■ EXTRAIT CHOISI ■
_ _ _ _

Au début de novembre 1896, après la publication par Lazare de son premier mémoire, Bailby, regrettant de voir l’auteur qu’il appréciait « se compromette en si belle compagnie », fit le vœu qu’il en fût vite fini avec l’affaire renaissante : « Il n’y a plus de ménagements à garder, puisque la plupart des pièces, qu’on avait lues à huis-clos pour des raisons d’ordre diplomatique, sont maintenant divulguées. Finissons-en donc une bonne fois. / Après, nous laisserons retomber sur le traître la lourde pierre de son tombeau : l’oubli » (« Pour en finir », 10 novembre 1896). Lors de la reprise de l’Affaire, à la fin de l’année 1897, dans La Presse à laquelle il donnait chaque jour un billet, il se montra nettement antidreyfusard, prenant position contre la mise en cause de la chose jugée. « Dreyfus est jugé, qu’on l’oublie », écrivit-il le 30 octobre 1897 (« Encore Dreyfus »). Quelques jours plus tard, le 4 novembre 1897, il proposa, pour en finir, « Une solution » pour le moins radicale :
[…] il importe, sans préciser les preuves certaines de la culpabilité de Dreyfus, que le général Billot intervienne autrement qu’avec de vagues parole. […] M. Scheurer-Kestner a vu hier le ministre, il lui a évidemment montré son dossier. Qu’on nous dise qu’il est faux, que les preuves sont fausses, que le sénateur a été trompé. Et désormais nous demeurerons tranquilles et rassurés jusqu’au jour où se présentera une éventualité que personne n’ose souhaiter tout haut et qu’on prévoit cependant : une balle « intelligente » venant débarrasser le gouvernement du lourd souci de veiller sur le prisonnier de l’île du Diable.

_ _ _ _

■ LISTE DES ENREGISTREMENTS ■
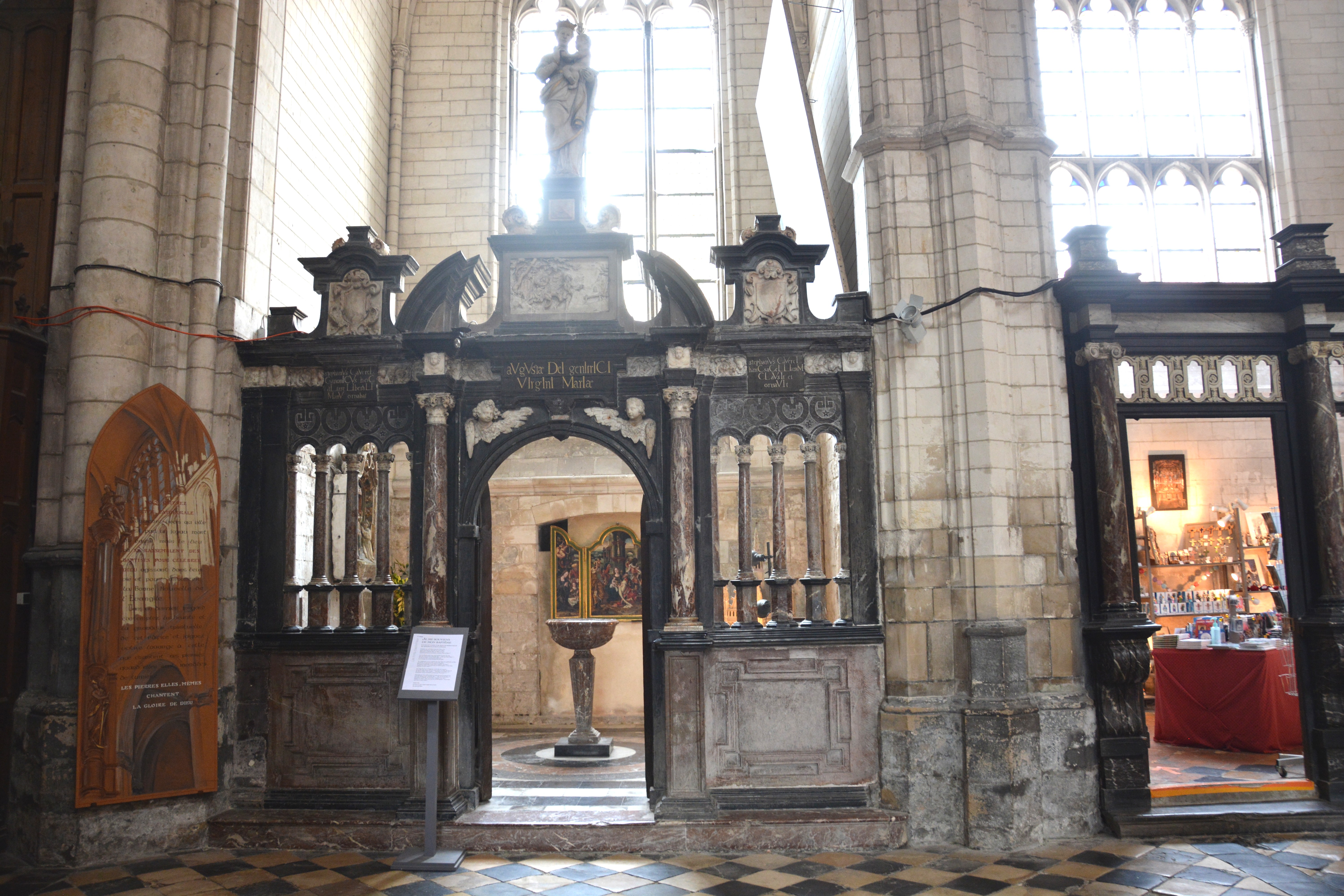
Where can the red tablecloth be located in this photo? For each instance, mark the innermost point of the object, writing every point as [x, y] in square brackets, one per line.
[1226, 700]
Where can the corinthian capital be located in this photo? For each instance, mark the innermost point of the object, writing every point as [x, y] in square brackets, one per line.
[1300, 354]
[1097, 353]
[681, 398]
[437, 405]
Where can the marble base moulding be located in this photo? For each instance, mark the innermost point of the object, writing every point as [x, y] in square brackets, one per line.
[839, 829]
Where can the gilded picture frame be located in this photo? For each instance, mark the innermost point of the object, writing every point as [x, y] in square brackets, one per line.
[1167, 481]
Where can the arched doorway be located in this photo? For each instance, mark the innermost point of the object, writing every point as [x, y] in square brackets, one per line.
[565, 542]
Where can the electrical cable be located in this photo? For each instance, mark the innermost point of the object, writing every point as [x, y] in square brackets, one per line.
[967, 295]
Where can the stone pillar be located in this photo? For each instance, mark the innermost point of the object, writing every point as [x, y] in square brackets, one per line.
[842, 577]
[815, 579]
[681, 400]
[1118, 575]
[747, 581]
[382, 586]
[351, 586]
[292, 588]
[782, 605]
[435, 575]
[319, 588]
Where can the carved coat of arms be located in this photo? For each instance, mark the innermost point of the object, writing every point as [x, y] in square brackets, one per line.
[355, 306]
[772, 295]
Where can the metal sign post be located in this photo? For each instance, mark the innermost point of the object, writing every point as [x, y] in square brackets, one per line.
[433, 674]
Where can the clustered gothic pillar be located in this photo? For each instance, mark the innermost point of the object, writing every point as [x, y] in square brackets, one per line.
[351, 586]
[292, 588]
[747, 582]
[382, 586]
[681, 400]
[319, 588]
[435, 606]
[815, 579]
[782, 605]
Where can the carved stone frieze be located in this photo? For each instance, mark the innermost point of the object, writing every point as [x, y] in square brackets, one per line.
[1198, 378]
[643, 366]
[560, 285]
[720, 365]
[489, 422]
[772, 295]
[350, 426]
[775, 414]
[355, 306]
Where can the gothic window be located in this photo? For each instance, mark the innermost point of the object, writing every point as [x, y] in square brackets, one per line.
[653, 147]
[1151, 105]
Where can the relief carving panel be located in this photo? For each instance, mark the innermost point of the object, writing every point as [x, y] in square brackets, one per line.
[560, 287]
[337, 723]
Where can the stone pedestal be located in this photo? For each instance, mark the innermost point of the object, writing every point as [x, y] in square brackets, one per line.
[583, 636]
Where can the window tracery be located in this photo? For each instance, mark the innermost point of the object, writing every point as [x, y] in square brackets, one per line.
[654, 144]
[1151, 104]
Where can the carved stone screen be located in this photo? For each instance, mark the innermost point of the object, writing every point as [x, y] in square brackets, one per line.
[151, 606]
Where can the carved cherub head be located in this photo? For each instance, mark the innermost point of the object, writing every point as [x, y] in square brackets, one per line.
[610, 218]
[515, 221]
[486, 412]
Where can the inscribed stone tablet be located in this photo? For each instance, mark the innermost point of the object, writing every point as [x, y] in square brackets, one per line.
[149, 668]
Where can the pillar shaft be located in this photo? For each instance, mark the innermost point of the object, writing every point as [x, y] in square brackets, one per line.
[681, 400]
[435, 604]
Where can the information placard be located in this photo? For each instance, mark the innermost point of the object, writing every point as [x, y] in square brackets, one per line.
[433, 664]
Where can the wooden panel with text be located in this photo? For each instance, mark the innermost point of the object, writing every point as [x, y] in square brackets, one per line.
[149, 672]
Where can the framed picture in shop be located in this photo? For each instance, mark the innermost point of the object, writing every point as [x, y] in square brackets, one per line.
[1167, 480]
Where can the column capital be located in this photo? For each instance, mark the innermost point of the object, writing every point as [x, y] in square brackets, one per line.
[681, 398]
[437, 406]
[1306, 351]
[1097, 353]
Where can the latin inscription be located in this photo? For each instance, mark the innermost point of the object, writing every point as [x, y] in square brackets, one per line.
[775, 374]
[560, 375]
[351, 383]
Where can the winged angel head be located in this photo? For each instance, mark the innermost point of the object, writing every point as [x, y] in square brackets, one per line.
[489, 422]
[639, 429]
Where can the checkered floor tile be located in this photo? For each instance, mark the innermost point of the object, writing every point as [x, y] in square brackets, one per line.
[1100, 868]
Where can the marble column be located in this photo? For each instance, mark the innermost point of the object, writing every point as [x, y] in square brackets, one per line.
[382, 585]
[351, 586]
[747, 581]
[319, 588]
[815, 579]
[435, 605]
[294, 588]
[1323, 444]
[681, 400]
[842, 577]
[714, 534]
[782, 586]
[1118, 579]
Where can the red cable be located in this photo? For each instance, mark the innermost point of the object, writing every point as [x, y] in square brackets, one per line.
[85, 311]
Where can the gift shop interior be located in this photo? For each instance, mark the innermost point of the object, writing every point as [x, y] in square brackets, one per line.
[1209, 550]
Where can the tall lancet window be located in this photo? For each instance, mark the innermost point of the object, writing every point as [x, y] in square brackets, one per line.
[653, 147]
[1152, 108]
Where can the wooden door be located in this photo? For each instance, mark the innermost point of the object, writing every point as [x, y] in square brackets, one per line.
[485, 675]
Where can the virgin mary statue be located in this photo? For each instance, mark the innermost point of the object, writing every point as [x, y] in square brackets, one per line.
[568, 100]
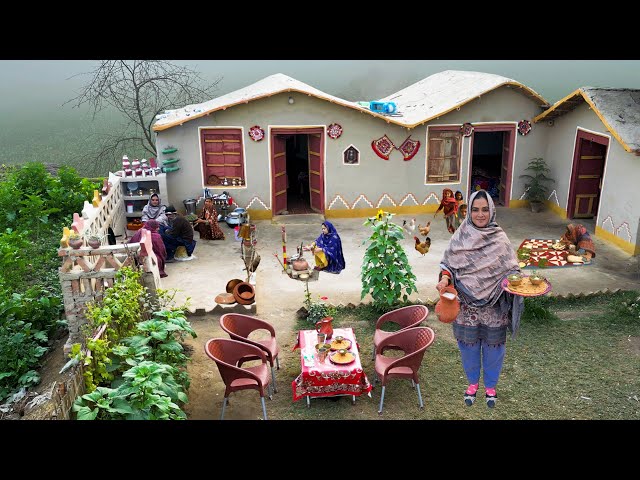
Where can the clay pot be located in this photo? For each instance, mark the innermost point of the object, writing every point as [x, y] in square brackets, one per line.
[448, 306]
[244, 293]
[231, 284]
[300, 264]
[325, 326]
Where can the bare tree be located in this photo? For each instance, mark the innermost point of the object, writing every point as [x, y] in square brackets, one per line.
[139, 90]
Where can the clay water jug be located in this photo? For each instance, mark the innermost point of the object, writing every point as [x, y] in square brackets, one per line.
[448, 306]
[324, 326]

_ _ _ _

■ CONSIGNE ■
Recopiez intégralement et à l'identique l'extrait sur Bailby et l'affaire Dreyfus.

■ RÉPONSE ■
Au début de novembre 1896, après la publication par Lazare de son premier mémoire, Bailby, regrettant de voir l’auteur qu’il appréciait « se compromette en si belle compagnie », fit le vœu qu’il en fût vite fini avec l’affaire renaissante : « Il n’y a plus de ménagements à garder, puisque la plupart des pièces, qu’on avait lues à huis-clos pour des raisons d’ordre diplomatique, sont maintenant divulguées. Finissons-en donc une bonne fois. / Après, nous laisserons retomber sur le traître la lourde pierre de son tombeau : l’oubli » (« Pour en finir », 10 novembre 1896). Lors de la reprise de l’Affaire, à la fin de l’année 1897, dans La Presse à laquelle il donnait chaque jour un billet, il se montra nettement antidreyfusard, prenant position contre la mise en cause de la chose jugée. « Dreyfus est jugé, qu’on l’oublie », écrivit-il le 30 octobre 1897 (« Encore Dreyfus »). Quelques jours plus tard, le 4 novembre 1897, il proposa, pour en finir, « Une solution » pour le moins radicale :
[…] il importe, sans préciser les preuves certaines de la culpabilité de Dreyfus, que le général Billot intervienne autrement qu’avec de vagues parole. […] M. Scheurer-Kestner a vu hier le ministre, il lui a évidemment montré son dossier. Qu’on nous dise qu’il est faux, que les preuves sont fausses, que le sénateur a été trompé. Et désormais nous demeurerons tranquilles et rassurés jusqu’au jour où se présentera une éventualité que personne n’ose souhaiter tout haut et qu’on prévoit cependant : une balle « intelligente » venant débarrasser le gouvernement du lourd souci de veiller sur le prisonnier de l’île du Diable.